§ PAGE
Luca Turin changed my life

Way back when, I would go to my favourite second-hand bookshop and then browse the second-hand magazine shop, before going for coffee. That was how I spent most Friday nights, because by the end of the work week I am usually tired and grumpy, and a little belligerent. One of my finds was The Emperor of Scent, a biography about Luca Turin. It is an A5-sized hardcover with a swirling dark cover that was hidden between the larger books in the Science section. I can't now remember what interested me about the book when I bought it but I am not exaggerating when I say it changed my life.

Luca Turin is a biophysicist turned chemist after following his interest in fragrances into the science (and industry) of scent. He has a delicate and trained nose, with an almost poetic style of writing that matches his liveliness. For example, take Angel, a perfume I wore in my late teens. I would maybe have said it was sweet and if pushed that it had a saltiness that reminded me of seawater. Says Turin:
"Angel certainly is a joke... a handsome resinous woody patchouli straight out of the pipes-and-leather-slippers realm of men's fragrance... in a head-on collision with a bold blackcurrant  and a screechy white floral. These two halves... share a campherous smell, which kills the possibility of cloying sweetness. Buy the perverse, brilliant original, but wear it only if you know how to tell the joke properly.
Now you are thinking, well, this is a bit like wine tasting. In a blind taste test, experts can rarely tell the difference between certain estates and vintages. because our senses are subjective.(Yes and no.) Honestly, I don't care. My nose agrees with his - when I need a pick-me-up, I visit a perfume counter, then describe and rank five perfumes before looking up his reviews. I rarely disagree, even when I seem to disagree. For example, Balmain's Ambre Gris. The bottle is innocuous and not publicised. The name is the name of a generic sandalwood base, so the scent is rather predictable. As Turin notes, in making a scent dominated by a single base, the result is diluted and disappointing. On the other side, you get what it promises: a single sandalwood note that lingers without changing.

§ SUPPLIED INFORMATION
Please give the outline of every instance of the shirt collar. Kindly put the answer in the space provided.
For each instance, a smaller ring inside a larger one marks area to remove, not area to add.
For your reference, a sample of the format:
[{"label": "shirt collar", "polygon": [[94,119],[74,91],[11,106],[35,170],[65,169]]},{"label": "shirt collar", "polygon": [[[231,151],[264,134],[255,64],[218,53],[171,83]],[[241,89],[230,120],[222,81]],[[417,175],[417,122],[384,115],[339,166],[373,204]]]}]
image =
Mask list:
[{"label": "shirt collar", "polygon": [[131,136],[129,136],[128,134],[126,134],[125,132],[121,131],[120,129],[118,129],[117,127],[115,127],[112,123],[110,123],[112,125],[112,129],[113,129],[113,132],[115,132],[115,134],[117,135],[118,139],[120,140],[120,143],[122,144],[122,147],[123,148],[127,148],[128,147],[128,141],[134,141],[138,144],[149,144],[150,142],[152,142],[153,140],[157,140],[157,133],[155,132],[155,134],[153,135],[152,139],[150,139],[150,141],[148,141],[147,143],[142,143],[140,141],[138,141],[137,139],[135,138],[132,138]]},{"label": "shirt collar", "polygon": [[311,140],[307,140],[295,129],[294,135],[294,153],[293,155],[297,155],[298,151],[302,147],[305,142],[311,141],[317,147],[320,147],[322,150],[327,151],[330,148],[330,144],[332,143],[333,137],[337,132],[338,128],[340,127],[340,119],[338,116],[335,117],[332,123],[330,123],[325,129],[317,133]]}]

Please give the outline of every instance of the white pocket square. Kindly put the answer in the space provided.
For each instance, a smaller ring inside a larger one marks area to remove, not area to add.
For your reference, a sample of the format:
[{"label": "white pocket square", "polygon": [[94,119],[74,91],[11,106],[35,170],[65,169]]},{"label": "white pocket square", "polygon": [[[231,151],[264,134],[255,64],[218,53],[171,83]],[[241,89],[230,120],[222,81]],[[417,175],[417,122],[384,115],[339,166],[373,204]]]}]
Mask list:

§ PARTS OF THE EXERCISE
• A. Copy out the records exactly, everything from the line containing "Please give the outline of every instance of the white" down to the end of the records.
• B. Pick up the piece about Luca Turin and perfume where it stops, and keep writing it.

§ FINAL ANSWERS
• A.
Please give the outline of every instance of the white pocket square. Kindly put the answer in the space provided.
For each instance, a smaller ring inside a larger one marks area to remove, not area to add.
For your reference, a sample of the format:
[{"label": "white pocket square", "polygon": [[94,119],[74,91],[11,106],[35,170],[65,169]]},{"label": "white pocket square", "polygon": [[[231,151],[264,134],[255,64],[218,53],[171,83]],[[241,89],[230,120],[222,81]],[[417,175],[417,122],[384,115],[339,166],[373,204]]]}]
Mask list:

• B.
Turin can break down scents into their ingredients so effortlessly I am tempted to call him a savant. (He says the skill only takes a few hours to learn. Maybe a few of his biophysics, chemistry-dabbling savant hours, yes. I bet you anything he plays a musical instrument and can cook.) Half of his review is usually devoted the technical details: the elements, the notes, the construction, history, even price. The other half is flowery comparisons that make you want to track down that fragrance immediately and never wear anything else - or track it down and then pour it down a drain.

On his five-star review alone, I asked my mom to pick up a bottle of Bvlgari Black on her flight back from Australia. I had become interested in darker scents via citrus. Luckily, it was love at first breath. I remember sitting at a small breakfast table next to the kitchen, in front of a window. Wrapping paper and ribbon higgeldy piggeldy on the table. I sprayed the perfume on my left wrist and smelt something so purple it may as well be black, with a smooth skin, that smelt like sweetened liquorice.  Now, having worn it sparingly for eighteen months, I would agree with Turin, who calls it "hot rubber" (in a good way). He continues:
"At different times, Black will strike you variously as a battle hymn for Amazons, emerald green plush fit for Napoleon's box at the Opera, or just plain sweet and smiling." 
He always explains his choices, making you feel like an expert by degree. The perfumist, he says, went one step closer than using a pair of contrasting bases to using trio. The result has no "top notes", so the scent does not change, only your perception of.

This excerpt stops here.